# AIM OF THE TASK:
Reproduce only the lines that run from the line with "Shelf-audit task: drop a dot on every instance of the circular" to the last line of the material, both ends included, exactly as they appear.

# INFORMATION GIVEN:

━━━

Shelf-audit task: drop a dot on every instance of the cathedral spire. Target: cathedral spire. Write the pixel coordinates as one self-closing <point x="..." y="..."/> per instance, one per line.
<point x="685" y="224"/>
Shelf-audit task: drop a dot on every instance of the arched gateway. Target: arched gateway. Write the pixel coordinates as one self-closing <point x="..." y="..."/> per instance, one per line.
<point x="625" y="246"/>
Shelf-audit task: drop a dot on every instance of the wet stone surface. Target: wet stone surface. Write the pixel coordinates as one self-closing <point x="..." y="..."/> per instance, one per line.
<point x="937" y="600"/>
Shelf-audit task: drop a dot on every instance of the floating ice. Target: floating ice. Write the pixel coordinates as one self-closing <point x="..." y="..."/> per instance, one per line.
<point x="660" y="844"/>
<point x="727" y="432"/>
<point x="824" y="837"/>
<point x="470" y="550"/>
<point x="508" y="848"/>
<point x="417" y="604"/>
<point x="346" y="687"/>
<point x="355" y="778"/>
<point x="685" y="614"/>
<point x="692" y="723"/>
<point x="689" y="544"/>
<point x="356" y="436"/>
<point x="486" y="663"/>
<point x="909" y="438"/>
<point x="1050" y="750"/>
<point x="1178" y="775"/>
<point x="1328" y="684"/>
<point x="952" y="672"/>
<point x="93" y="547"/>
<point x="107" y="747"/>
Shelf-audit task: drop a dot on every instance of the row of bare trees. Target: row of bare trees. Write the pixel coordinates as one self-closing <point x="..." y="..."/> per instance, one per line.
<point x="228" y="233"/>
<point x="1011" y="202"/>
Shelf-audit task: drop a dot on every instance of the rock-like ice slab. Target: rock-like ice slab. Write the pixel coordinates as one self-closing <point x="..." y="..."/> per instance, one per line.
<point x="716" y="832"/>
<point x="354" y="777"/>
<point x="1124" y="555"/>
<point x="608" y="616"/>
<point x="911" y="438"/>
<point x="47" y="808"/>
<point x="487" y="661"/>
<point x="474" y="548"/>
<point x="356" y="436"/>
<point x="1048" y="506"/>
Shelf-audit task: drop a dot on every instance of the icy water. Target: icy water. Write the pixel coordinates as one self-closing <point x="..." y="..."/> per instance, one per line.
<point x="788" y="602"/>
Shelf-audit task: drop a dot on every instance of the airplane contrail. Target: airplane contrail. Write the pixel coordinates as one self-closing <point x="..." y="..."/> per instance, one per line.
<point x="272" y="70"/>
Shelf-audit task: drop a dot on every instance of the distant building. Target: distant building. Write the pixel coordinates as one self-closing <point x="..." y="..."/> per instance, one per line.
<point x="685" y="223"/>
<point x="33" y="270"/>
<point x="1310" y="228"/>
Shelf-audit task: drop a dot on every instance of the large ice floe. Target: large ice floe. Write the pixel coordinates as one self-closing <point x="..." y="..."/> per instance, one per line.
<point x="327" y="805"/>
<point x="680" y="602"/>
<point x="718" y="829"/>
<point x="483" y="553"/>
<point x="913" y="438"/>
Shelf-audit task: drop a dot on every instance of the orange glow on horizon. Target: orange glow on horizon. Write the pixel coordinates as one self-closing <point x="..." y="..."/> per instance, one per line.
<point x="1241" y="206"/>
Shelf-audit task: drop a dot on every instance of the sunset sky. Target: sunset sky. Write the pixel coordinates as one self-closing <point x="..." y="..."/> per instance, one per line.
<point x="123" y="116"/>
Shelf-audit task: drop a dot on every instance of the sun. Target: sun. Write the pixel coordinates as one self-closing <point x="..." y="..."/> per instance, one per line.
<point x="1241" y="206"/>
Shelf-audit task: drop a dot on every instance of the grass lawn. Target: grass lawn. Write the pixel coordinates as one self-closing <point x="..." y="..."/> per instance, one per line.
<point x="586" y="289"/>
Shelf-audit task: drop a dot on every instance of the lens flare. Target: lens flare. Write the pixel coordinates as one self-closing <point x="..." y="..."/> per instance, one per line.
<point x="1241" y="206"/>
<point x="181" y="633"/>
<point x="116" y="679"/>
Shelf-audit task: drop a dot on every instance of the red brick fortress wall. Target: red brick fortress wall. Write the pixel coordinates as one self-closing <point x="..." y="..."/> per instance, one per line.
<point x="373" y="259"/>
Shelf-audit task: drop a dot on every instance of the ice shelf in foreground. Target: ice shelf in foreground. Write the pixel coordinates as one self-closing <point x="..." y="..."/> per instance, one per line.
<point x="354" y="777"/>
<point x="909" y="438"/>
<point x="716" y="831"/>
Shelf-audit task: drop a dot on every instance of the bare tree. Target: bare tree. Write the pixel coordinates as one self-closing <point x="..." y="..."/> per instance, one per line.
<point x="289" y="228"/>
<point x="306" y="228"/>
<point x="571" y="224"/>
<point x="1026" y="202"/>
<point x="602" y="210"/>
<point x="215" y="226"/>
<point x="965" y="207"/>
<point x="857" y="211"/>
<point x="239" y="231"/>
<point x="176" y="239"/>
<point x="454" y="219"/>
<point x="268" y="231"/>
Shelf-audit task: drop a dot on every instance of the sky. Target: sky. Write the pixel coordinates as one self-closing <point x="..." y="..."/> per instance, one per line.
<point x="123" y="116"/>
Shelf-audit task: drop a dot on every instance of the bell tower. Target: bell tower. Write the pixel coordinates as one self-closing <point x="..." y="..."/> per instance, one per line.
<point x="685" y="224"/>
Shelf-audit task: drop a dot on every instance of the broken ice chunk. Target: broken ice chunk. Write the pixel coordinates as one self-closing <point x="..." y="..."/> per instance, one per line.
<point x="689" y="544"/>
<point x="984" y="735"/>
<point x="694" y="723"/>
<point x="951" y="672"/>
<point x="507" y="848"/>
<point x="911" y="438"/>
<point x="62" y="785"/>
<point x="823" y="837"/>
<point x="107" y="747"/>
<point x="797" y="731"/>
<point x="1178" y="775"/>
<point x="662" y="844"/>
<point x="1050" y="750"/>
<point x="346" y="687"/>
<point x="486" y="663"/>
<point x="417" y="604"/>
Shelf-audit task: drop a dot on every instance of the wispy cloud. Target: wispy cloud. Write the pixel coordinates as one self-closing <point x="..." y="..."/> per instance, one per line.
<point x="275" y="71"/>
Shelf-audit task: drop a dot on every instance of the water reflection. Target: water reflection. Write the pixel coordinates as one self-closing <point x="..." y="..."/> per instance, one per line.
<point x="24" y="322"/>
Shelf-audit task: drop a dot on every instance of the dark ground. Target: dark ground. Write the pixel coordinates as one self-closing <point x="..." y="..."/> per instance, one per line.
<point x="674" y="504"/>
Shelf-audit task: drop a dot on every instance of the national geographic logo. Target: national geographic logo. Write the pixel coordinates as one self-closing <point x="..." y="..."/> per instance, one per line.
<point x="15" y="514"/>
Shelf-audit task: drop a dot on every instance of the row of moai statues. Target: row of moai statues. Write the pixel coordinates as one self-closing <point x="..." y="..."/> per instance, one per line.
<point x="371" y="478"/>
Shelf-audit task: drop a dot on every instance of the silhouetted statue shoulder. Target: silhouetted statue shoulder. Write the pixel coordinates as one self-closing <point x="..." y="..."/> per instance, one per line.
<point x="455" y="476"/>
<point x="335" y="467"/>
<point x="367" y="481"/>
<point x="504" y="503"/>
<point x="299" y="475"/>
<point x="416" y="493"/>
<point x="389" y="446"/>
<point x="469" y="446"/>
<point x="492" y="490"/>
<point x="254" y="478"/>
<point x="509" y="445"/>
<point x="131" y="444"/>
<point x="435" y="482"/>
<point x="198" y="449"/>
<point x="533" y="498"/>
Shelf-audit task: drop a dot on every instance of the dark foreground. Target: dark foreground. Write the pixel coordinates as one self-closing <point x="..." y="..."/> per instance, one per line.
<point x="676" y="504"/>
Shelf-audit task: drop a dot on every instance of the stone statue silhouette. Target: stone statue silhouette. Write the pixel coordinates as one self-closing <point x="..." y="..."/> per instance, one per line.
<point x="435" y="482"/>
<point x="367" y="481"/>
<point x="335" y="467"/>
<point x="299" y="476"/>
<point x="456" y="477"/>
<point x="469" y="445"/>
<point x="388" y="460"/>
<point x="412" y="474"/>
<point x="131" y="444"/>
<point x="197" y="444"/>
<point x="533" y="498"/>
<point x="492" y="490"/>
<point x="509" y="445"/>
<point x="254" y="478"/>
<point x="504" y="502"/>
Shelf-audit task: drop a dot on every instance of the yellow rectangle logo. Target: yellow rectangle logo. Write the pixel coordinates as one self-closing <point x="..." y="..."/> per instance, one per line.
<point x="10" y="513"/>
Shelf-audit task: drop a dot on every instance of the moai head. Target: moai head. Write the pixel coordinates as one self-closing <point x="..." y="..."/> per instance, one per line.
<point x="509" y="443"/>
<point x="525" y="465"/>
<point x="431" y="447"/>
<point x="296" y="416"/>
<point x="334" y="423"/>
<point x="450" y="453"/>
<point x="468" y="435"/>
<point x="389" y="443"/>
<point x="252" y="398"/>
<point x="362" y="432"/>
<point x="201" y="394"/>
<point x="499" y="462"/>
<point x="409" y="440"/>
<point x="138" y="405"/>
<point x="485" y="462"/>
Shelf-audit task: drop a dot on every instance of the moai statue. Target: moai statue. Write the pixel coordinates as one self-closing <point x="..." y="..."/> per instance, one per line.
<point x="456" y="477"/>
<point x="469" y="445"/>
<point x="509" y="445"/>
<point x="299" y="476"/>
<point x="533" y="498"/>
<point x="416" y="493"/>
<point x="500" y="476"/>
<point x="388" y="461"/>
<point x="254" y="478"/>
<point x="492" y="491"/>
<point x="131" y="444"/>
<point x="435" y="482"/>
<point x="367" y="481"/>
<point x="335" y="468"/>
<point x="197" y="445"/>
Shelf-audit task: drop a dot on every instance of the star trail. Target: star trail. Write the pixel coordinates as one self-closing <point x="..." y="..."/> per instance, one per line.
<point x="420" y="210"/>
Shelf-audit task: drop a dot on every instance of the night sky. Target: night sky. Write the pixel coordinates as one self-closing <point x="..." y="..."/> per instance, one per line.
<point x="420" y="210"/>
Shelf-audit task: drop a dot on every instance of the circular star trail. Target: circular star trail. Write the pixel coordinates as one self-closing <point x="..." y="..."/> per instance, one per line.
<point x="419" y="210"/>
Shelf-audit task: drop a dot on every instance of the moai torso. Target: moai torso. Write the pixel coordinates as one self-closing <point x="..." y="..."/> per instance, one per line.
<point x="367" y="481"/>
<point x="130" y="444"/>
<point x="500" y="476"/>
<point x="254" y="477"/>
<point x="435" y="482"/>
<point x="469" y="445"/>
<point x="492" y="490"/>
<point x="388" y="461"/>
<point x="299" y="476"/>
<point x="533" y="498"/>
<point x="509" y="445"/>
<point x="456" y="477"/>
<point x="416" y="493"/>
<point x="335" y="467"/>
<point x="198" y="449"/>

━━━

# EXERCISE OUTPUT:
Shelf-audit task: drop a dot on every instance of the circular star trail. Target: circular star trail. Write the pixel coordinates as one self-closing <point x="..." y="..."/> per instance, one per line.
<point x="419" y="210"/>
Shelf-audit task: drop a dot on every instance of the moai torso. Target: moai torso. Write the pixel coordinates as one self-closing <point x="..." y="..."/> per instance, one per line.
<point x="367" y="481"/>
<point x="130" y="444"/>
<point x="500" y="476"/>
<point x="254" y="477"/>
<point x="435" y="482"/>
<point x="469" y="445"/>
<point x="492" y="490"/>
<point x="388" y="461"/>
<point x="299" y="476"/>
<point x="533" y="498"/>
<point x="509" y="445"/>
<point x="456" y="477"/>
<point x="416" y="493"/>
<point x="335" y="467"/>
<point x="198" y="449"/>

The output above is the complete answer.